To do:
**a.** According to the sermon on Micah 6, what Latin phrase did the early church use to describe life as Christ's children?
**b.** Transcribe the sermon on Micah 6 from "Micah’s prophecy moves" up to and including "case against Israel.".
**c.** Write the next part of the sermon on Micah 6, picking up after its last sentence.

Passage provided:
>> begin
Lectionary:

Micah 6:1-16

Hebrews 9:1-15

St. Luke 4:16-32

Micah 6:1-16


 Our world doesn’t think too kindly about judgment.  We don’t like being
told we did something wrong.  We don’t like having to hear that our
lifestyle may be flawed and not in line with God’s way.  This is a human
problem that is not unique to our times.  The trouble that we face is
concerning our flesh.  The flesh likes to be gratified.  Our thoughts and
intents of the heart sometimes gravitate towards the things of the world,
which are not good for us.



 Micah’s prophecy moves quickly to what we would call “judgment proceedings”
and the language in chapter 6 is that of a court hearing.  The Hebrew is
very judicial, for the Lord contends and pleads His case against Israel.
The Lord wants to know what He has done to deserve such unfaithfulness.  One
can understand why considering the fact that the God and man relationship is
such that it is God who gives so much.  God took Israel out of the land of
bondage in Egypt and gave them new life and a new hope.  The Lord is
unwavering in His faithfulness to mankind.



 It is the Lord’s way to offer His love and grace.  When men and women
falter, God stays steadfast, seeking only that people would return to him in
repentance.  But, this is precisely what Israel is not doing.  We see an
example of God’s faithfulness toward Israel in Leviticus 19.  What is found
here gives color to the entire Old Testament relationship between Yahweh and
His people.  God told Moses to gather the entire congregation of Israel
together and say: “You shall be holy: for I the Lord your God am holy”(vs.
2).  Implied in this is the realization that God has made those people His
people.



 Throughout the chapter, then, God tells the people what it looks like to be
His people through dos and don’ts and after each “do and don’t” God
concludes by saying: “I am the Lord your God,” which is another way of
saying “You are mine.”  To say “you are mine” or “I am the Lord your God” is
gospel.  It denotes ownership.  It speaks more of God’s faithfulness to the
people than anything.  The emphasis is on God’s love for His people.  While
the divine injunctions are given, the people hear the blessed realization
that they are precious to Him.  In their failings they are to repent and
then live in His grace.



But Micah’s day witnesses a failure on the part of the people to rightly
understand what it means to be God’s people.  In the earlier days of the
church, a Latin phrase was often used to describe life as Christ’s children:
Imago Dei--”Image of God.”  To be in the image of God was to live as God’s
children.  For the church to live in the element of Imago Dei required the
observance of the first commandment--You shall have no other gods....but you
were to fear, love, and trust in God above all things.
>> end
Given data:
>> begin
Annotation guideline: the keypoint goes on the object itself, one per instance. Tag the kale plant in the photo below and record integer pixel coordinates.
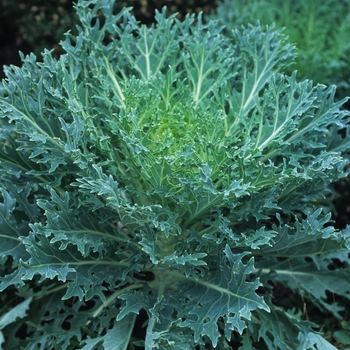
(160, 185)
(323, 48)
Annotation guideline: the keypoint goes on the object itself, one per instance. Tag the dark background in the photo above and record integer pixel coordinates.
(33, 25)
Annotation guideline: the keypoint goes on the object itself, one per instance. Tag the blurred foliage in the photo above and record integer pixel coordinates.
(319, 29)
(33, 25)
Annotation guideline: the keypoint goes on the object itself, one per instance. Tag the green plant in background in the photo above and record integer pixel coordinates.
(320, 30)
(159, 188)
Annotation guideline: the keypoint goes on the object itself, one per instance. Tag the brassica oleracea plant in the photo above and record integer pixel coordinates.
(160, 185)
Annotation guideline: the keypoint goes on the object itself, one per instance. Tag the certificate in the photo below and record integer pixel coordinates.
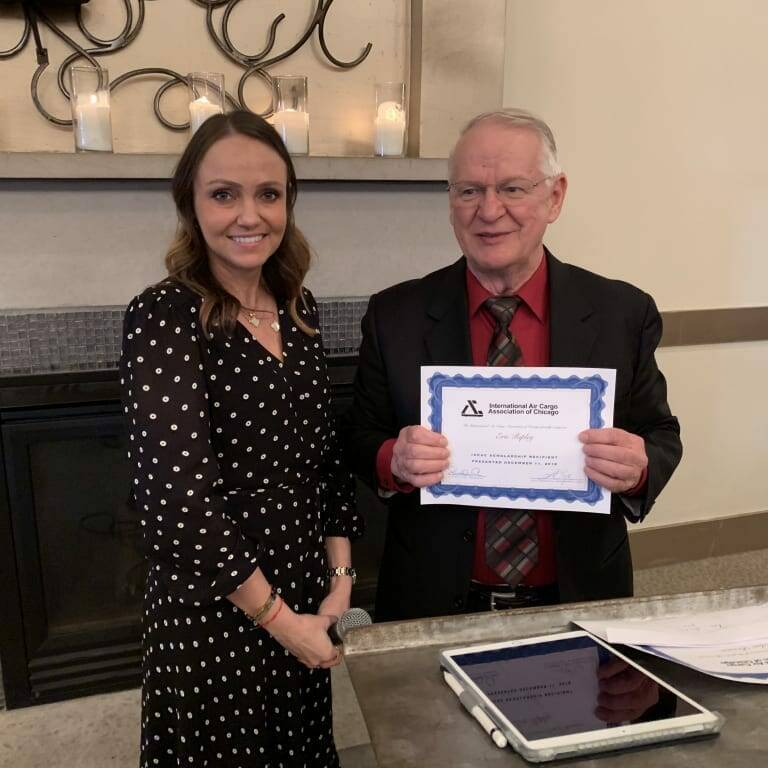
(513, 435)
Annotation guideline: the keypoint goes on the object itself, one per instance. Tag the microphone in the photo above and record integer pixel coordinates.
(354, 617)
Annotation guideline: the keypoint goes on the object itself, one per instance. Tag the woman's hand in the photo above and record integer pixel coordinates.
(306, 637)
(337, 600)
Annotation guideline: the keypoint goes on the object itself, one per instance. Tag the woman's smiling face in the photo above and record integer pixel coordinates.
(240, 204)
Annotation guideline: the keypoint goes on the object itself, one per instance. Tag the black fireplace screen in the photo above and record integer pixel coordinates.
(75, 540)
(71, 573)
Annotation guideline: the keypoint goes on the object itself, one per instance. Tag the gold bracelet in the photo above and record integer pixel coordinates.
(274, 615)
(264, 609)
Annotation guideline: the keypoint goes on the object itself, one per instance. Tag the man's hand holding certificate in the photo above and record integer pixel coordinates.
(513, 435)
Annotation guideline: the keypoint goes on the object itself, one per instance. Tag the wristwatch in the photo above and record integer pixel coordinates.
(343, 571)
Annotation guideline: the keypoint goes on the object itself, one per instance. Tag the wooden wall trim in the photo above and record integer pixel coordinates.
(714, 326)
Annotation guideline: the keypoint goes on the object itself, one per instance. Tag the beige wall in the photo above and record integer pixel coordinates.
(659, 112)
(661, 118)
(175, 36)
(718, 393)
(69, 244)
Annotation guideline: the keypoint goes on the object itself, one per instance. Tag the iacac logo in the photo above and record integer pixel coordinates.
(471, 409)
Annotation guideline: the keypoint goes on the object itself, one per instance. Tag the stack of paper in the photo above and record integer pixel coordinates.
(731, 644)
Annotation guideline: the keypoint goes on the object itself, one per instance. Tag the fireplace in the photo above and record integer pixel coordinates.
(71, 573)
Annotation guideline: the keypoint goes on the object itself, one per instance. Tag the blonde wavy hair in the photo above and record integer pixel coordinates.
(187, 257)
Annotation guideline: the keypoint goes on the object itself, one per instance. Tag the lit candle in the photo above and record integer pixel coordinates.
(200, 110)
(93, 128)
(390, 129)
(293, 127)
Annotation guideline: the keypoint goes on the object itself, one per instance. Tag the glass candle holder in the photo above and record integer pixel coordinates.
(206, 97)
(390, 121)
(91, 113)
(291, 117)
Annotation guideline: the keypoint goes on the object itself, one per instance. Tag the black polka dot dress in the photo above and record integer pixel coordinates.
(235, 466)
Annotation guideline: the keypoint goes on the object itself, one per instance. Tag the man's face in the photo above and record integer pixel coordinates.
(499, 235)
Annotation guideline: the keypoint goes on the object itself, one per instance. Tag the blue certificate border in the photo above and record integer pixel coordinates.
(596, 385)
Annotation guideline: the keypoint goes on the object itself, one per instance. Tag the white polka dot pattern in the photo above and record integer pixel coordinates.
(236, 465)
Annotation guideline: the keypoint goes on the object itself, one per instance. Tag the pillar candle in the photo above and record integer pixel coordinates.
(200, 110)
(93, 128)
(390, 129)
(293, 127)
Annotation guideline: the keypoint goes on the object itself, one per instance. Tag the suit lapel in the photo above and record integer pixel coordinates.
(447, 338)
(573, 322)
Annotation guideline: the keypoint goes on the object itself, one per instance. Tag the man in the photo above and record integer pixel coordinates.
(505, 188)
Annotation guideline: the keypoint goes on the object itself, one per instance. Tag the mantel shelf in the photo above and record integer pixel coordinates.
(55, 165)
>> end
Responses to the exercise:
**a.** Imago Dei, meaning "Image of God."

**b.**
Micah’s prophecy moves quickly to what we would call “judgment proceedings”
and the language in chapter 6 is that of a court hearing.  The Hebrew is
very judicial, for the Lord contends and pleads His case against Israel.

**c.**
 Micah 6 lays out Israel’s misconceptions concerning their relationship to
Yahweh.  They were so taken away by their false gods and the gratifying of
the flesh, that we hear their response to God’s charges in chapter 6, and
this gets to the heart of the text.  Verses 6-8 deal with, what is called
“Torah Entrance Liturgy.”  Our liturgy of confession and absolution is
modeled after it.  “Torah Entrance Liturgy” is, in essence, leaving the sin
which binds the person or community and entering God’s presence.  In the Old
Testament this was done in terms of the Temple.



 With the Temple came the priest.  The people would come to the priest and
seek God’s mercy for their sins.  Verses 6 and 7 is exactly this but it is
flawed.  It is petty, in fact.  The people respond to God’s judicial
complaint by asking the priest: “Will the Lord be pleased with thousands of
rams or with ten thousands of rivers of oil? Shall I give my firstborn for
my transgression, the fruit of my body for the sin of my soul?”



Hidden in this last statement is a twist because it is God’s firstborn and
only Son, Jesus who gives His life for the sins of the world, but listen to
the priest’s response in verse 8: “He has shown you, o man, what is good;
and what does the Lord require of you but to do justly, and to love mercy,
and to walk humbly with your God?”



Therein is the dagger in the heart.  It was the one thing the hearts and
souls of the Israelites could not do.  Their hearts were far from the Lord.
Their repentance was only for show, but they didn’t really mean to repent.
They wanted to go through the motions in order to justify continuing to live
in their sin.  The Lord’s response is that His voice

thunders with disapproval.



St. Paul’s words to the Romans echoes the necessity of the mouth and the
heart being one: “that if you shall confess with your mouth the Lord Jesus,
and shalt believe in your heart that God has raised Him from the dead, you
shall be saved.  For with the heart man believes unto righteousness; and
with the mouth confession is made unto salvation”(Romans 10:9-10).



Our trouble in our sin is in the sin itself but also in our inability to see
it and confess it.  Then, while our flesh is clouded with sin, we cannot
even see what it looks like to be in the Imago Dei--the “image of God.”
Instead of repenting, we seek to rectify the situation with our own deeds
(like the Israelites tried to do), and we find ourselves even further from
God.



One cannot escape from the sins of the flesh and the deceit of the heart.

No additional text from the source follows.